-------- Source passage --------
The point is, hiring professionals is often the best path. Consider this the next time you’re looking over your retirement fund or other investments.

Friday, January 23, 2009

A common but deadly mistake

Sometimes people apply mental mathematics in evaluating professional fees. Do you have a friend like this? “Let’s see,” they’ll muse. “If I can get five percent by myself, and you charge one percent a year, then you’ll have to get six percent or more for me to beat the market and come out ahead. Right?” This common logic is not only counterproductive, it’s dead wrong.

First, performance isn’t the only measure that counts. If performance were all that matters (and money was not an issue, of course), we’d all drive Porsches or Ferraris. Truthfully, we also care about safety, reliability, comfort, and cost. When taking all factors into account, we almost universally choose something different than the highest performance available.

So mentally charging a professional fee against just one variable – performance – is a distortion of what your family really needs, and also of what you should expect from a quality advisor.
Look at it another way. Looking back, two separate portfolios earned eight percent one year. One was invested completely in the common stock of a single local company, the other in a diverse mix of blue chip stocks. As an investor, does it matter which one you owned? From a pure performance standpoint alone, the answer is probably no (that year, anyway). But any solid professional would tell you that the comfort, safety, and reasonable expectations from these two portfolios are dramatically different.

If a professional makes your family situation or portfolio safer, more reliable, more comfortable, and or less expensive, they’ve provided something you didn’t have before. They’ve added value even if they didn’t add “net” performance. Millions of very smart families understand that’s worth paying for.

Sure, it’s an added cost, but those are added benefits, too. And the value of each benefit isn’t directly tied to portfolio performance. So, mentally, it’s a terrible mistake to use performance as the only evaluation criterion.

And there are other points, too. It’s entirely possible that a good advisor will create additional performance. Not by being smarter or by “figuring out” the market (a fool’s game) but by suggesting newer products, lower fees, or ideas beyond your personal experience. They may broaden your portfolio in ways you’ve never even considered. There’s no guarantee, but most observers believe that – over reasonable time horizons – expertise adds performance.

Another important factor is not so obvious. Risk is a key component of investing, and many individual investors don’t have a clue. An advisor brings experience, knowledge, and risk measurement tools to each situation. This expertise may not seem important, but it’s critically important during market turmoil. Again, it’s added value apart from performance.

Last, there are other financial issues. Our general rule is that we help clients understand all issues as part of our total service package. Maybe you need a plan for college expenses, or help allocating your 401(k). It’s unlikely that either of these will pay us a cent, but we’ll usually help anyway. The fee you pay – and the service you get – is, once again, unrelated to performance.

Maybe it would help to consider professional fees apart from the portfolio itself. Is it worth a few dollars per year to hear advice on how to allocate investments? Might an advisor suggest cost-saving strategies or a better approach to taxes? Could they recommend a manager or fund that would mitigate risks in down markets? Depending on the size and complexity of your investments, $1,000 might be a bargain!
--------
**Challenge**
Please copy the passage on advisor fees word for word, between "Maybe it would" and "be a bargain!", inclusive.
-------- Extracted records --------
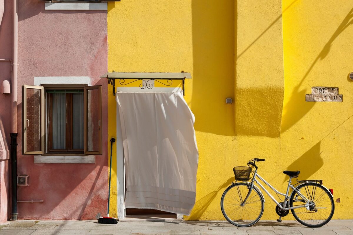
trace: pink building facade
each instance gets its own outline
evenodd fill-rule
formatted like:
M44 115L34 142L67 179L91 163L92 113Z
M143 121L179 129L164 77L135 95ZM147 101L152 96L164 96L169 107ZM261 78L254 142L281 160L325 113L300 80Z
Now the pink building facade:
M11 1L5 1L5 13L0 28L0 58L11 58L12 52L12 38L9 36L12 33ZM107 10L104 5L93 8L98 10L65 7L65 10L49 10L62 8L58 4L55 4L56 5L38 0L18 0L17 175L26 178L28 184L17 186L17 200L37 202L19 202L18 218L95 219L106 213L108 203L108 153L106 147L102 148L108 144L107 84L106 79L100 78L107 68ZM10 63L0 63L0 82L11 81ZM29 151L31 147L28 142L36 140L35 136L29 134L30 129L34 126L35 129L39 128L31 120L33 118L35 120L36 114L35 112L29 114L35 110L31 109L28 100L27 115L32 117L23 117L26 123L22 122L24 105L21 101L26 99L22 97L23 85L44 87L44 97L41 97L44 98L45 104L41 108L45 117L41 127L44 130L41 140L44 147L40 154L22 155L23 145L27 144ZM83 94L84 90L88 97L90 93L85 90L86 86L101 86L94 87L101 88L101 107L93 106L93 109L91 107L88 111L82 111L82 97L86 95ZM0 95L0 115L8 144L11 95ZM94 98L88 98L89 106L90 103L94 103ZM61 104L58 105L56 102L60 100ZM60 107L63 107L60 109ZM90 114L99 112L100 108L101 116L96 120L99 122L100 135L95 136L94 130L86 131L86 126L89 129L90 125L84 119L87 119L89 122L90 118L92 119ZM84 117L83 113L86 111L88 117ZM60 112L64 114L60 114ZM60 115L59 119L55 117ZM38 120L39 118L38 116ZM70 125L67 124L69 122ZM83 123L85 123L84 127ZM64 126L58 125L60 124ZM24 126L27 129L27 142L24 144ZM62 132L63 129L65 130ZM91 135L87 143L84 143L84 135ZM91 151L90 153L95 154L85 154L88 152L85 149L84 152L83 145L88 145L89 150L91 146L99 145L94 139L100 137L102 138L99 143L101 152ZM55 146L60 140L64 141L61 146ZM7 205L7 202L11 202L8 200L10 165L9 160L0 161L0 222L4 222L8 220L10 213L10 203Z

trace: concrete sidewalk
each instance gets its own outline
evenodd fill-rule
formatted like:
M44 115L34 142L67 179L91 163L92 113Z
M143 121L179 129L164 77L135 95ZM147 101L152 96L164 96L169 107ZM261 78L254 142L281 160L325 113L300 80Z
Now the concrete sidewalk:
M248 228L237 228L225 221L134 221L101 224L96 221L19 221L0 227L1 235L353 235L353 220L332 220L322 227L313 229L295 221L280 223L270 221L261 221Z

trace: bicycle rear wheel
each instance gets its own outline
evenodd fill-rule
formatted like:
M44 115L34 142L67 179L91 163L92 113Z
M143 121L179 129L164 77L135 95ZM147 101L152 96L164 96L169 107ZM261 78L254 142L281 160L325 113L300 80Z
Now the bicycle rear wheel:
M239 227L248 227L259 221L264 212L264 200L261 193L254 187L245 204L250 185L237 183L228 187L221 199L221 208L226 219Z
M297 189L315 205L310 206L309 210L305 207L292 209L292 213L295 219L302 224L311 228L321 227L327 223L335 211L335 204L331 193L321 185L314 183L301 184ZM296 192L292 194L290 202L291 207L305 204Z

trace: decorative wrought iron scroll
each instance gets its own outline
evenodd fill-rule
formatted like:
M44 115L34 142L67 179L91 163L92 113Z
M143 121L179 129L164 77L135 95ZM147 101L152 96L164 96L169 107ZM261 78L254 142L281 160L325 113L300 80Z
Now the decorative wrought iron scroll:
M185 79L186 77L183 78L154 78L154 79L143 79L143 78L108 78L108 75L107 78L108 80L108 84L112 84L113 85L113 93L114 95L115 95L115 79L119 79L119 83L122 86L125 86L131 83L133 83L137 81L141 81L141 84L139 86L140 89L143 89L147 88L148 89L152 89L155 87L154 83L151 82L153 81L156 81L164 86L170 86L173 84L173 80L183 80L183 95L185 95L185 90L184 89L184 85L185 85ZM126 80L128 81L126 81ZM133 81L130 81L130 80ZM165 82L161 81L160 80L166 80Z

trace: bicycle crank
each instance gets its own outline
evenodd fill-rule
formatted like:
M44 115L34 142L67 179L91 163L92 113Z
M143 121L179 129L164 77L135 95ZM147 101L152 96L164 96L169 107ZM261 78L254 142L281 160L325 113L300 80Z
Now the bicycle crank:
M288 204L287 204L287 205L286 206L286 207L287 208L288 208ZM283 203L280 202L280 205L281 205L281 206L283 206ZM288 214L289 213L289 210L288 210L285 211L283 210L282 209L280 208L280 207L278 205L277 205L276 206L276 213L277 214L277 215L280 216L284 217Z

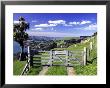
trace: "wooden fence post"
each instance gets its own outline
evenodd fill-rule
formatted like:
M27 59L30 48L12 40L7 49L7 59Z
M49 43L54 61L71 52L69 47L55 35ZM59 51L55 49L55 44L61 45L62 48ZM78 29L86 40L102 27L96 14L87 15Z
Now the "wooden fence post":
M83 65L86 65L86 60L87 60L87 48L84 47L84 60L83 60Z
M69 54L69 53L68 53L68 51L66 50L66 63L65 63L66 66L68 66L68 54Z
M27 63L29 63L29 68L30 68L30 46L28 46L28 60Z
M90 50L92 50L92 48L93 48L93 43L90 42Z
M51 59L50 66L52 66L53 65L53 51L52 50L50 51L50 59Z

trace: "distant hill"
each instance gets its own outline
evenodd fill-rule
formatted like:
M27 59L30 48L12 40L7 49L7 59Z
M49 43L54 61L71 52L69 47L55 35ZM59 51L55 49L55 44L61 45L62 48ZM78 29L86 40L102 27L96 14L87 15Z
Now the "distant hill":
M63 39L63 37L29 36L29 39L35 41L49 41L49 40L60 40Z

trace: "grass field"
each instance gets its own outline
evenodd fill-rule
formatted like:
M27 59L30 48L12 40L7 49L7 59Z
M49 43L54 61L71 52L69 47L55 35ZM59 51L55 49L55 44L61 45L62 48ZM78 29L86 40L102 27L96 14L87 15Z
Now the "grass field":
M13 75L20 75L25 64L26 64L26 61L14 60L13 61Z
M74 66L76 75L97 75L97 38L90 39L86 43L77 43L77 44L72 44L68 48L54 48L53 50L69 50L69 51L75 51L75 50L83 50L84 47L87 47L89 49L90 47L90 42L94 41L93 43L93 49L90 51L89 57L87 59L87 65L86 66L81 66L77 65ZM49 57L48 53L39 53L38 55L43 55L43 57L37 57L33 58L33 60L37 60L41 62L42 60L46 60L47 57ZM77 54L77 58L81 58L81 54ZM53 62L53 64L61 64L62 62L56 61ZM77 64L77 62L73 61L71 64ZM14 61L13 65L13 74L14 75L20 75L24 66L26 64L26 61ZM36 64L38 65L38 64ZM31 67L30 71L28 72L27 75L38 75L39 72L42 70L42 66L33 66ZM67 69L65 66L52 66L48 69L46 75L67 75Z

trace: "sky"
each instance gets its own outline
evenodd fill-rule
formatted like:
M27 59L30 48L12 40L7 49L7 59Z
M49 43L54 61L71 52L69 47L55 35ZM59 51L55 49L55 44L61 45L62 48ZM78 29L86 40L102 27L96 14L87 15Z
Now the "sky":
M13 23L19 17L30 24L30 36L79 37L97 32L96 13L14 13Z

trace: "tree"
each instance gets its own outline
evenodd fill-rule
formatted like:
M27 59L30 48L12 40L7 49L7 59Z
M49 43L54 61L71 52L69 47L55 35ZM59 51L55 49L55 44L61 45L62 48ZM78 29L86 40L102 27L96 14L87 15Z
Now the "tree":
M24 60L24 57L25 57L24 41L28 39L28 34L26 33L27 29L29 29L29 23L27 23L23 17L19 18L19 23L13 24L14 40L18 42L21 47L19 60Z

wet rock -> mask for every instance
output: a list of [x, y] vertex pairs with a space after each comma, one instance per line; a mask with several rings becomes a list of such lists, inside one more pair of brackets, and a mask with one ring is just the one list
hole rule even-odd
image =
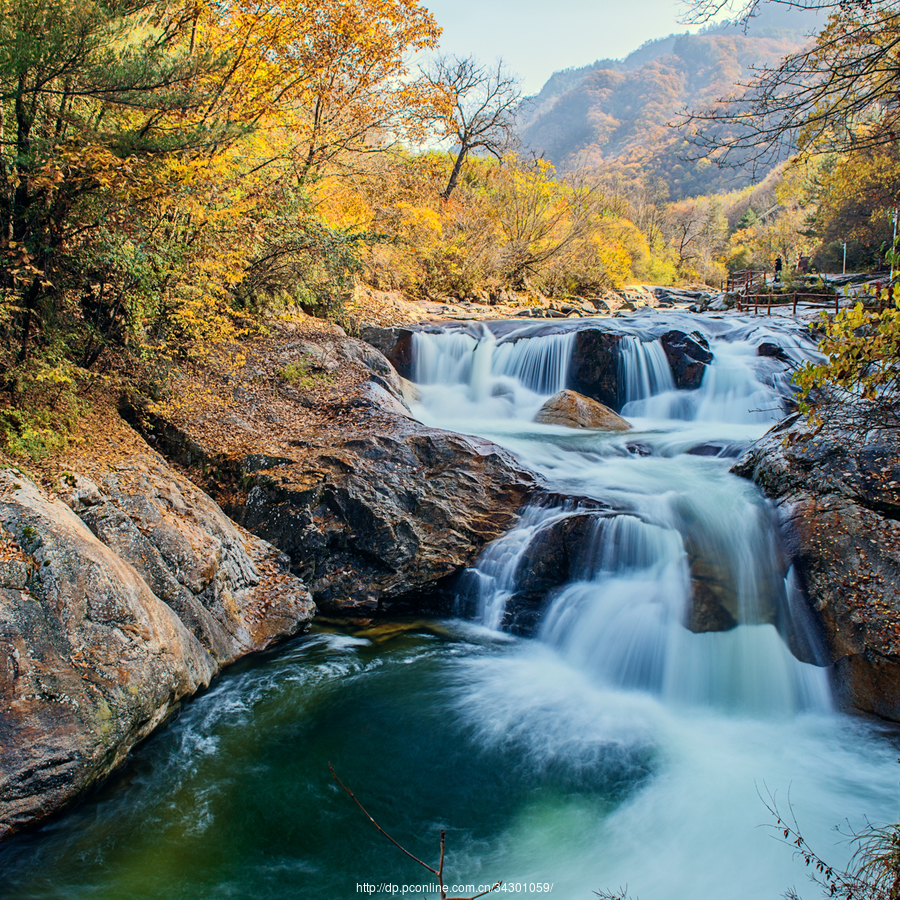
--------
**Problem solution**
Maybe it would help to consider professional fees apart from the portfolio itself. Is it worth a few dollars per year to hear advice on how to allocate investments? Might an advisor suggest cost-saving strategies or a better approach to taxes? Could they recommend a manager or fund that would mitigate risks in down markets? Depending on the size and complexity of your investments, $1,000 might be a bargain!